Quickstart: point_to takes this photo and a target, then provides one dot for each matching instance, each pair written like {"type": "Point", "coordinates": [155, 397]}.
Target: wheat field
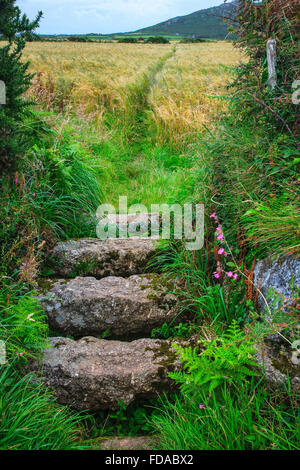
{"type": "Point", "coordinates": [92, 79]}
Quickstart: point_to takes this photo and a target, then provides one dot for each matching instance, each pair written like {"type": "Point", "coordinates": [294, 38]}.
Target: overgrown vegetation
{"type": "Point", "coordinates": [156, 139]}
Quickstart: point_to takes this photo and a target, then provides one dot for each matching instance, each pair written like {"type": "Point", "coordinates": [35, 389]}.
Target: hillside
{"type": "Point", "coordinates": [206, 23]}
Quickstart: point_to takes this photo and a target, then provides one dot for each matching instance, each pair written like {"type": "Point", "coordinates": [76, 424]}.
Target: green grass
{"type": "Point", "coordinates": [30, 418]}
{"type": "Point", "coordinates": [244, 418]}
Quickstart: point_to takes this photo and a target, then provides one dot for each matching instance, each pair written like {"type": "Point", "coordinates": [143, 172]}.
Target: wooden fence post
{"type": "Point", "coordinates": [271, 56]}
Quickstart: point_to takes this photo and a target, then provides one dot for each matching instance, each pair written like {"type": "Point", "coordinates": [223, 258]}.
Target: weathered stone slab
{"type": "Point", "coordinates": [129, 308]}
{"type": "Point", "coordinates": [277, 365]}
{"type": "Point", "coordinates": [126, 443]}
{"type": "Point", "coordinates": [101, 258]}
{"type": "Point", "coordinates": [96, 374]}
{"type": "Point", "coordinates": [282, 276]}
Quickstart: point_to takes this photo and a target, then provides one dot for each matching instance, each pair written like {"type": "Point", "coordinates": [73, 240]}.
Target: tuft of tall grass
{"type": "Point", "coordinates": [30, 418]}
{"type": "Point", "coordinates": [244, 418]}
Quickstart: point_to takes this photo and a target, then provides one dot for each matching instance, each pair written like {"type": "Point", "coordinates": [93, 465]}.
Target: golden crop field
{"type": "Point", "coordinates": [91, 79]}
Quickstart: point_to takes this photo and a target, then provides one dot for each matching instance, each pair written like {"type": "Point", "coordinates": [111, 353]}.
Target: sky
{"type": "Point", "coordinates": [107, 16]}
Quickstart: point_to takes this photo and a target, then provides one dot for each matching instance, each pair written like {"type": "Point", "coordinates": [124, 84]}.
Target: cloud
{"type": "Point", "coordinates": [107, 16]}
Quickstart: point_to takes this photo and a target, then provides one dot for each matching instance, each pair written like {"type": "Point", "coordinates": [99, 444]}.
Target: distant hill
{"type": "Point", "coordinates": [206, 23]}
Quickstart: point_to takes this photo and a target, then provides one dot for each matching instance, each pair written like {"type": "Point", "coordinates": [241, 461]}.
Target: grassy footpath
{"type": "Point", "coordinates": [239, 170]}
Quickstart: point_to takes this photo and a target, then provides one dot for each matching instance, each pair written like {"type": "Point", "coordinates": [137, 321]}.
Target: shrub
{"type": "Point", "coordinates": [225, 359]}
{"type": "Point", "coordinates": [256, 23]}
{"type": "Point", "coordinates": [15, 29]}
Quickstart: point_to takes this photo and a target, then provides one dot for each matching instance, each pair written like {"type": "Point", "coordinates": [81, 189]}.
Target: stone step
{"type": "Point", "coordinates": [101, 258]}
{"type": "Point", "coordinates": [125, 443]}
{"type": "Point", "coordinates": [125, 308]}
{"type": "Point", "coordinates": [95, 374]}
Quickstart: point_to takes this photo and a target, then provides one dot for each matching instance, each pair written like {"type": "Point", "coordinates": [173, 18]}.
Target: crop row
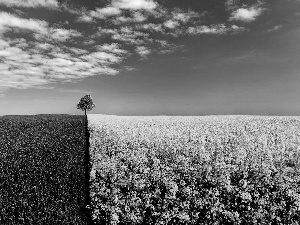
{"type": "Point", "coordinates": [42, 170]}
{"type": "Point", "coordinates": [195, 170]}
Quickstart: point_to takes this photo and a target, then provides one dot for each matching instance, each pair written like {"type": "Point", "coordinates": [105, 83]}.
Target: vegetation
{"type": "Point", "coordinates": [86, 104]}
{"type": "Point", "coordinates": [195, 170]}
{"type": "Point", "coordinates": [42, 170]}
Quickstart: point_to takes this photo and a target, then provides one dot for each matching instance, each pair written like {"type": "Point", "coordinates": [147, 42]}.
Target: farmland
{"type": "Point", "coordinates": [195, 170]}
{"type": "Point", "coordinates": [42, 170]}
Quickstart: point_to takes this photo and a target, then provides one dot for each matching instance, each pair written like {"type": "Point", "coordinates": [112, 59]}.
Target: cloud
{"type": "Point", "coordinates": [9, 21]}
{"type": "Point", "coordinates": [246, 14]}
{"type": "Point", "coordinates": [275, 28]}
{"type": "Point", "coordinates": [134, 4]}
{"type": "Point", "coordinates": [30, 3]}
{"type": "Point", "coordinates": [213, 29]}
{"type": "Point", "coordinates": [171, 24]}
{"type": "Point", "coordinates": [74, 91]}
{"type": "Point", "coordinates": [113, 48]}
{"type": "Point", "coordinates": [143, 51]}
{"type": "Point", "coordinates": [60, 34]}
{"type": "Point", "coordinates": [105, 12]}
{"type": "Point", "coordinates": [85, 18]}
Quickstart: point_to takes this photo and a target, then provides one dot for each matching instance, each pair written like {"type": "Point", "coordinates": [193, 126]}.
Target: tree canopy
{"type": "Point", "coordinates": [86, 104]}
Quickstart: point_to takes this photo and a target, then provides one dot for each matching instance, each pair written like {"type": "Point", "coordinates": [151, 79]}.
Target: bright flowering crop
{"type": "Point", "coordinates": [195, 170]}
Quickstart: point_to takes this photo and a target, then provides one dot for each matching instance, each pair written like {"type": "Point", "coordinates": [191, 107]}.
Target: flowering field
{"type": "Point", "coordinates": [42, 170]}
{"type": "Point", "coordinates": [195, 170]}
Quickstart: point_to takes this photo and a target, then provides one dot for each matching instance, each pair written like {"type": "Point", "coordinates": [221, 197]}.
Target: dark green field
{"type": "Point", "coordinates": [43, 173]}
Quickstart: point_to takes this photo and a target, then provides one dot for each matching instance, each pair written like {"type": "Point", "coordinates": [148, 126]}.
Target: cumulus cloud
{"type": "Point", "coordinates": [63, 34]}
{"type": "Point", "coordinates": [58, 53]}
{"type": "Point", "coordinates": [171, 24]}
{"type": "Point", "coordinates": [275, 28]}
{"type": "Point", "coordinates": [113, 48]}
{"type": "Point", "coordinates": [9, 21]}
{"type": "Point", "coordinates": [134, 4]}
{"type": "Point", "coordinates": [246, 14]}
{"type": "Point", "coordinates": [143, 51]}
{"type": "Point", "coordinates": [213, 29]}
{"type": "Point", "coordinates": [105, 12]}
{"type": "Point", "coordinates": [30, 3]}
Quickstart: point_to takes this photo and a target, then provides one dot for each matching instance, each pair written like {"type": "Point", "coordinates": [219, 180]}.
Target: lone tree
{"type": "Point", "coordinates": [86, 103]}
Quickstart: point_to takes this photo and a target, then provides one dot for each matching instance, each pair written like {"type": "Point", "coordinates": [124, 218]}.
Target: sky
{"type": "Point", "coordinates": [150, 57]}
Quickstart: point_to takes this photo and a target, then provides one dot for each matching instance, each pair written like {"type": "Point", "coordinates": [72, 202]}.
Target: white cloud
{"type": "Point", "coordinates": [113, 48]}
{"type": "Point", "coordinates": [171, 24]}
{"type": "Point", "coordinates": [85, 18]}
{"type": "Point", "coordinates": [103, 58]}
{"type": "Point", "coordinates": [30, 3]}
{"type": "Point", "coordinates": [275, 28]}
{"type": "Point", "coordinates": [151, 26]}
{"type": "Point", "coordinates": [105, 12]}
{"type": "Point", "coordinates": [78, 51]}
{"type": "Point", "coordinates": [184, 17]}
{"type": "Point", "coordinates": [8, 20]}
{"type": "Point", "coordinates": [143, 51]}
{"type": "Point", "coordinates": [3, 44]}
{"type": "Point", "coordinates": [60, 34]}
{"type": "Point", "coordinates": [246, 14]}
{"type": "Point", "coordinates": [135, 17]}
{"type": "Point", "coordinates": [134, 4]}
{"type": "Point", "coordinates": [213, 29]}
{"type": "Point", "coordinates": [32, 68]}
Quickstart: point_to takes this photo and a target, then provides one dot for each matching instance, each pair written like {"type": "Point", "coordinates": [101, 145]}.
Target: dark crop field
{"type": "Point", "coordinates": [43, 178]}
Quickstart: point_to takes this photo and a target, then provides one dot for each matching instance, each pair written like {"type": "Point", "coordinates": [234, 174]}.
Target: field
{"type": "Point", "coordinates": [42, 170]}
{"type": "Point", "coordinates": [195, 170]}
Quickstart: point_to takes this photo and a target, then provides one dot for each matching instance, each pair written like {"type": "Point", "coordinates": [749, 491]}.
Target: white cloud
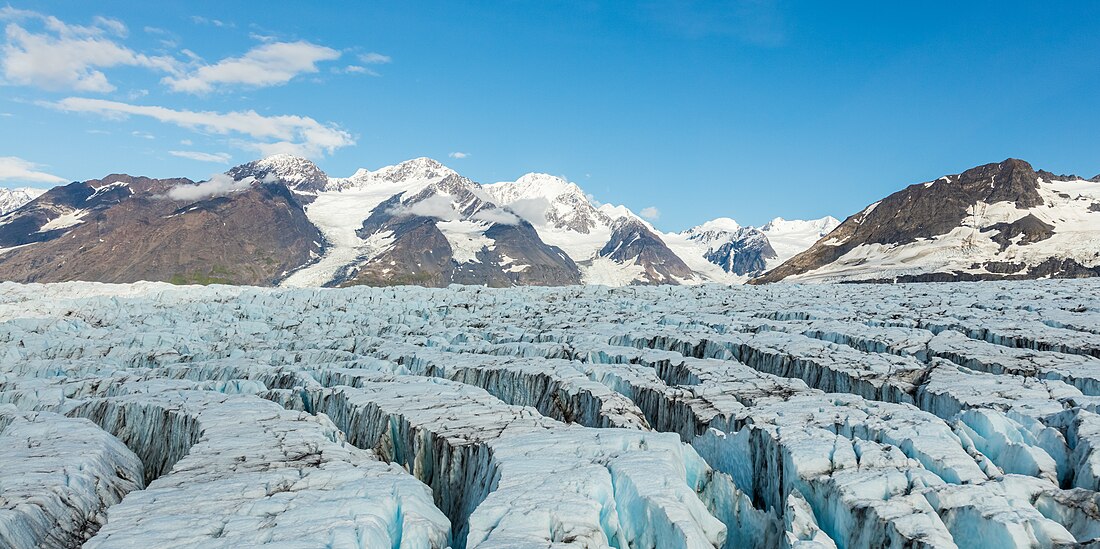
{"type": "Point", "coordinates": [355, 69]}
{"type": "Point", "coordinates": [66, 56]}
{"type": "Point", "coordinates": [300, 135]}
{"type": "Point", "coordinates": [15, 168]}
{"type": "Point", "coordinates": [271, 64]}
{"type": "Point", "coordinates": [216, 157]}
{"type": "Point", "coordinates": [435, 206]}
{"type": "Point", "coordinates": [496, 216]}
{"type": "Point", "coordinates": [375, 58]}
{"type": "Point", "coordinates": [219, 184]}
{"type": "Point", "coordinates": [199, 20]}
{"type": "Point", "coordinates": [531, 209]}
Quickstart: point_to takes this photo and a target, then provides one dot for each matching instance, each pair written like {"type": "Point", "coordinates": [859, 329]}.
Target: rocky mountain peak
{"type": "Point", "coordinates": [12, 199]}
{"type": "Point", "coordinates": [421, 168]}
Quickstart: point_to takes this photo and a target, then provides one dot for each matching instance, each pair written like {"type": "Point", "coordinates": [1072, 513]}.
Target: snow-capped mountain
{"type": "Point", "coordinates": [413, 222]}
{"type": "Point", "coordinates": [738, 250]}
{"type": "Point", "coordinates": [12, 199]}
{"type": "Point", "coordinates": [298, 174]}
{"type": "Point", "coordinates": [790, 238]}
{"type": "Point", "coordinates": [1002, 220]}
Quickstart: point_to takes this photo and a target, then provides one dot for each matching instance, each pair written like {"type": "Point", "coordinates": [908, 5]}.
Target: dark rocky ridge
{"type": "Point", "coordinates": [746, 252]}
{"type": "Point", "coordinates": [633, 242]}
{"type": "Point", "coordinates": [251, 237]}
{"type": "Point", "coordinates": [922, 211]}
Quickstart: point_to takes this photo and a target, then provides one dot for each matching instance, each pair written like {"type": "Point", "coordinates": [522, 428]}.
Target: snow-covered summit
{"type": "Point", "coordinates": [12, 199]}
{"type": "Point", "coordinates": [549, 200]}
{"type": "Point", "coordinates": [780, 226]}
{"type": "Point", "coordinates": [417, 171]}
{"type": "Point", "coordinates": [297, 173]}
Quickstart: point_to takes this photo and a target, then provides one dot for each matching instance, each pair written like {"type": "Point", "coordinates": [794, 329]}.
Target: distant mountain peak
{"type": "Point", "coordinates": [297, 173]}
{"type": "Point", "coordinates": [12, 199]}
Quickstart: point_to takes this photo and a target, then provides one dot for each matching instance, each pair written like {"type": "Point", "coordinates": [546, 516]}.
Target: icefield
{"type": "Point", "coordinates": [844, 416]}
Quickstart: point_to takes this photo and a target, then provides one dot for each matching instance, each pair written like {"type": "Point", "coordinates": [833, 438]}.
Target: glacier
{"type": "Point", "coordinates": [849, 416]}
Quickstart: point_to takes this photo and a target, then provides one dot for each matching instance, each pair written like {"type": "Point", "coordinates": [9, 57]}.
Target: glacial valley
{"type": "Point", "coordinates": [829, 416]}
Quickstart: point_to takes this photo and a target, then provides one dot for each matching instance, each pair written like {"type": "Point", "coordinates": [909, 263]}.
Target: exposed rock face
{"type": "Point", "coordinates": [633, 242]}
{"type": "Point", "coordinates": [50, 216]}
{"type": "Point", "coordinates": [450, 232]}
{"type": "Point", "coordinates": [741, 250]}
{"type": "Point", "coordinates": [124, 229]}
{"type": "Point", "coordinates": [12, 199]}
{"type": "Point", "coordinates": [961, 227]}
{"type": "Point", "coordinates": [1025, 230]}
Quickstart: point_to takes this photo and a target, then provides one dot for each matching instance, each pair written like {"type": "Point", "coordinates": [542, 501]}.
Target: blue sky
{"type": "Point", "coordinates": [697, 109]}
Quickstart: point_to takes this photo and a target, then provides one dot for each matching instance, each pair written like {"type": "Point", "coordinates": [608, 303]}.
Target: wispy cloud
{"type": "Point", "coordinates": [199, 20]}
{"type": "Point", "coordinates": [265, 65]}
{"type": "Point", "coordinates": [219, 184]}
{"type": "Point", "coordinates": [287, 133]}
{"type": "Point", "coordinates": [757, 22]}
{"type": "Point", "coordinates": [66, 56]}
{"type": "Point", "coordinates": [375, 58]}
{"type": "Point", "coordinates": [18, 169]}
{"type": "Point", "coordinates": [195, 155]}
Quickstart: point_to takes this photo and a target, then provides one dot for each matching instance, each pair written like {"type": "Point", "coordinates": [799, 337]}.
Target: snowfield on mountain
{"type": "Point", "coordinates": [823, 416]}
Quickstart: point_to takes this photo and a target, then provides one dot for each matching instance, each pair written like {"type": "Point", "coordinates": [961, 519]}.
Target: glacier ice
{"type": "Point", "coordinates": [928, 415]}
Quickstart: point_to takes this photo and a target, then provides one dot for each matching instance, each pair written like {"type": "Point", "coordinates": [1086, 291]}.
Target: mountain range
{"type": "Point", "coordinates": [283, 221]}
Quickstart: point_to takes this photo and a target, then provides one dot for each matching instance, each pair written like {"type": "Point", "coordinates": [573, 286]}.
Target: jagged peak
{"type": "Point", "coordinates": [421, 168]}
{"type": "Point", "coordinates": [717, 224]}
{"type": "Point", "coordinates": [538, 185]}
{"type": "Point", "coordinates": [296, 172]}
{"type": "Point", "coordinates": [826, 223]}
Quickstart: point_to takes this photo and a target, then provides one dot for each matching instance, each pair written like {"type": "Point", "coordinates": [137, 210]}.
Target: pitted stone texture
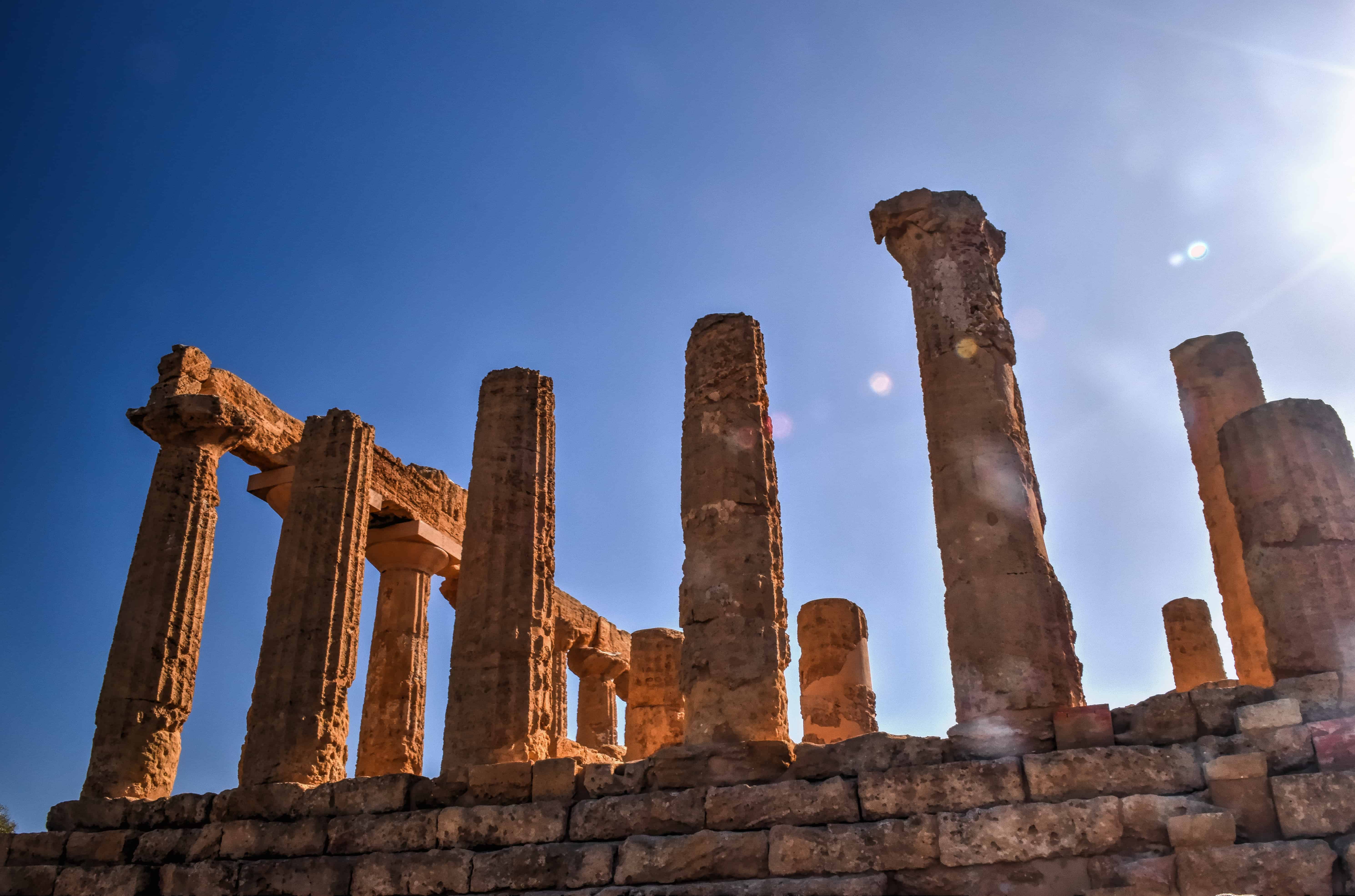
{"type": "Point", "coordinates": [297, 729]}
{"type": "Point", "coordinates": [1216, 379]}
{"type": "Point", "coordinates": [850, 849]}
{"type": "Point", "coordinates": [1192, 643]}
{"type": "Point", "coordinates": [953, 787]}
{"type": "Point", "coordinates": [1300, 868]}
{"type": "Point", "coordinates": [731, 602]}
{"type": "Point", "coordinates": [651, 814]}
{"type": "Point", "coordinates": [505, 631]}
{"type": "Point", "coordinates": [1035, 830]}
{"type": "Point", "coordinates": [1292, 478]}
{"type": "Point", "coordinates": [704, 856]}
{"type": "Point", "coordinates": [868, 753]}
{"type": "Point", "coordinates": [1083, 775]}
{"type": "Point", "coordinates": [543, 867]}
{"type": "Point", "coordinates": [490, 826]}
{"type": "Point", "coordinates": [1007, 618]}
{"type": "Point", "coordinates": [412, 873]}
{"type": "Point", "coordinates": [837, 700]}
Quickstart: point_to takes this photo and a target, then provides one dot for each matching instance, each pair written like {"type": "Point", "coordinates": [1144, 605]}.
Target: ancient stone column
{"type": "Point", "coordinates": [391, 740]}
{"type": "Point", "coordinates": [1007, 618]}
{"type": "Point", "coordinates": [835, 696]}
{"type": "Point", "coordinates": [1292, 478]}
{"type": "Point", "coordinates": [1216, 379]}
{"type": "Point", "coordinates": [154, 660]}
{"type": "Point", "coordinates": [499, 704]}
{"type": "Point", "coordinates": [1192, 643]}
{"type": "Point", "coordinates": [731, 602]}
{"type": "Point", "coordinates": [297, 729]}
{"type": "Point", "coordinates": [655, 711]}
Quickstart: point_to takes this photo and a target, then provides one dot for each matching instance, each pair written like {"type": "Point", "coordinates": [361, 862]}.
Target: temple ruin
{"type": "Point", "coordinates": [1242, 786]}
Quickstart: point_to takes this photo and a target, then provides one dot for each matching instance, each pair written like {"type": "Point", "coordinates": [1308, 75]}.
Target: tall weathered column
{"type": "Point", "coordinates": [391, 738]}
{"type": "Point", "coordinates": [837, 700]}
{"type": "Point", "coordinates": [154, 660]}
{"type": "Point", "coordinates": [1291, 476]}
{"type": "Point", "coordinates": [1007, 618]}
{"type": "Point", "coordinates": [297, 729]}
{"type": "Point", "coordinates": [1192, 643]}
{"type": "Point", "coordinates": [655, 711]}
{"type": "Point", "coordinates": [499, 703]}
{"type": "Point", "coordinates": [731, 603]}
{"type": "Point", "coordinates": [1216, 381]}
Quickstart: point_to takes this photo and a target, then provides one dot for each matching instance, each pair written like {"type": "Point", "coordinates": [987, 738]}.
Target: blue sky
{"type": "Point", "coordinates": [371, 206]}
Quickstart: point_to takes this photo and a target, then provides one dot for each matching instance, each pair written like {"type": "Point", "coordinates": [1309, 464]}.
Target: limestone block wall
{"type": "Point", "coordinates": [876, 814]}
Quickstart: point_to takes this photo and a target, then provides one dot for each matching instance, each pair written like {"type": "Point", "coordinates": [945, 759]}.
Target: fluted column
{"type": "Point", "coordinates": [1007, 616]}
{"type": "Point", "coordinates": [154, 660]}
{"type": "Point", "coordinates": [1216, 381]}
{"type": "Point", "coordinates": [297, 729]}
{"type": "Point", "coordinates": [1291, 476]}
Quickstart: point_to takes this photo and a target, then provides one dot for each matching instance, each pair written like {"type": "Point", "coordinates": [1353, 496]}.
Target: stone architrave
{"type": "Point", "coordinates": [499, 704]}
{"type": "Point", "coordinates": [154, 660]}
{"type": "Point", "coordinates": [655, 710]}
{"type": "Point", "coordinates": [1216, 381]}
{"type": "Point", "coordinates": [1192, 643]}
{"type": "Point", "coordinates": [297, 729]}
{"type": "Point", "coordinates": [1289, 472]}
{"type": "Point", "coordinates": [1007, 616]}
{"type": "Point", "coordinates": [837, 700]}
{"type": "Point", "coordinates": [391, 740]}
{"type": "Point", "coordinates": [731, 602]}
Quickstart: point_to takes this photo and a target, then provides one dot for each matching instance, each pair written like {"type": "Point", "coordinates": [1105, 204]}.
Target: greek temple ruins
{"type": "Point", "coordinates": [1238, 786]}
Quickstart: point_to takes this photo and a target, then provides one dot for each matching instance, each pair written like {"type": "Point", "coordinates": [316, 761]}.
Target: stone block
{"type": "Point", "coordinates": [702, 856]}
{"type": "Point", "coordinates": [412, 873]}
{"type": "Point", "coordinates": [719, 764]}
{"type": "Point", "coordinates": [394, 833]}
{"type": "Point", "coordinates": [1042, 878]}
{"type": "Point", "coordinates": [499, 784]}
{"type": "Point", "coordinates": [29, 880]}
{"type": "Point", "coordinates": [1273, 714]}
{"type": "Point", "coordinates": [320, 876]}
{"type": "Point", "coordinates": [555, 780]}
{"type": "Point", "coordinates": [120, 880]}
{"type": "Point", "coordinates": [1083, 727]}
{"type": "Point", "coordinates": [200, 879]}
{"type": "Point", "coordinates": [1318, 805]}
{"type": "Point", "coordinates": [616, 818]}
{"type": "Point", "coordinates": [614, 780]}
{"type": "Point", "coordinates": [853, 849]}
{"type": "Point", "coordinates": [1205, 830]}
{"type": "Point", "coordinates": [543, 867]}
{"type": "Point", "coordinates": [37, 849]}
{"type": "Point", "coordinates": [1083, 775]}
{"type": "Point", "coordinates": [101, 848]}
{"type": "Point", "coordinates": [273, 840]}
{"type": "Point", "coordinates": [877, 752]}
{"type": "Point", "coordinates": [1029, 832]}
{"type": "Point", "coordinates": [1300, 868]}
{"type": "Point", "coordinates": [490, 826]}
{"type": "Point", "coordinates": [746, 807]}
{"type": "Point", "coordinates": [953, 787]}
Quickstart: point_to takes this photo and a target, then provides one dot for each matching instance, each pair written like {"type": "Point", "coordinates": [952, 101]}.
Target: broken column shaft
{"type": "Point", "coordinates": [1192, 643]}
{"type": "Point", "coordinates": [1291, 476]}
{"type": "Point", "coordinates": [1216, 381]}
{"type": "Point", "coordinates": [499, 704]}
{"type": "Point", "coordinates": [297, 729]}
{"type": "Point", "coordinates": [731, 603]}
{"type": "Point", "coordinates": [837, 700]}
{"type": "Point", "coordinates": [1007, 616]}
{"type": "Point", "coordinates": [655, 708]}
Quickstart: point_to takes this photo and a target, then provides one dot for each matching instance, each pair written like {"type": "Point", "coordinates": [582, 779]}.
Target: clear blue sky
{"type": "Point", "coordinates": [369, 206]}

TASK STATEMENT - Everything from the line with "Target: broken column shaft" through the last line of the data above, please return word for word, and no other line.

OUTPUT OF THE TASK -
Target: broken column shaft
{"type": "Point", "coordinates": [1192, 643]}
{"type": "Point", "coordinates": [1291, 476]}
{"type": "Point", "coordinates": [1216, 381]}
{"type": "Point", "coordinates": [499, 704]}
{"type": "Point", "coordinates": [297, 729]}
{"type": "Point", "coordinates": [731, 603]}
{"type": "Point", "coordinates": [837, 700]}
{"type": "Point", "coordinates": [1007, 616]}
{"type": "Point", "coordinates": [655, 708]}
Quickstart: point_to takes this photo and a target, then provides one dot for each matching instance, each pair written like {"type": "Point", "coordinates": [582, 779]}.
Target: clear blue sky
{"type": "Point", "coordinates": [369, 206]}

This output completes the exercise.